**** Document ****

ADAM KIRSCH
If ever there was a writer in flight from his name, it
was Fernando Pessoa. Pessoa is the Portuguese word for
“person,” and there is nothing he less wanted to be. Again and again, in both
poetry and prose, Pessoa denied that he existed as any kind of distinctive
individual. “I’m beginning to know myself. I don’t exist,” he writes in one
poem. “I’m the gap between what I’d like to be and what others have made of
me. . . . That’s me. Period.”
In his magnum opus, “The Book of Disquiet”—a collage of aphorisms and
reflections couched in the form of a fictional diary, which he worked on for
years but never finished, much less published—Pessoa returns to the same theme:
“Through these deliberately unconnected impressions I am the indifferent
narrator of my autobiography without events, of my history without a life.
These are my Confessions and if I say nothing in them it’s because I have
nothing to say.”

**** Data lines ****

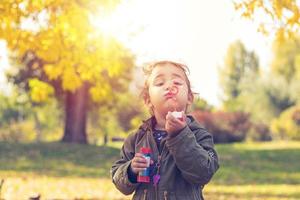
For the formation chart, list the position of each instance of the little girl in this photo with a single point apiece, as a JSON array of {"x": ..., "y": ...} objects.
[{"x": 183, "y": 158}]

****

▶ **Work to be completed**
Extract the passage on Fernando Pessoa verbatim, from "In his magnum" up to and including "without a life.". The material isn't needed here.

▶ **Expected output**
In his magnum opus, “The Book of Disquiet”—a collage of aphorisms and
reflections couched in the form of a fictional diary, which he worked on for
years but never finished, much less published—Pessoa returns to the same theme:
“Through these deliberately unconnected impressions I am the indifferent
narrator of my autobiography without events, of my history without a life.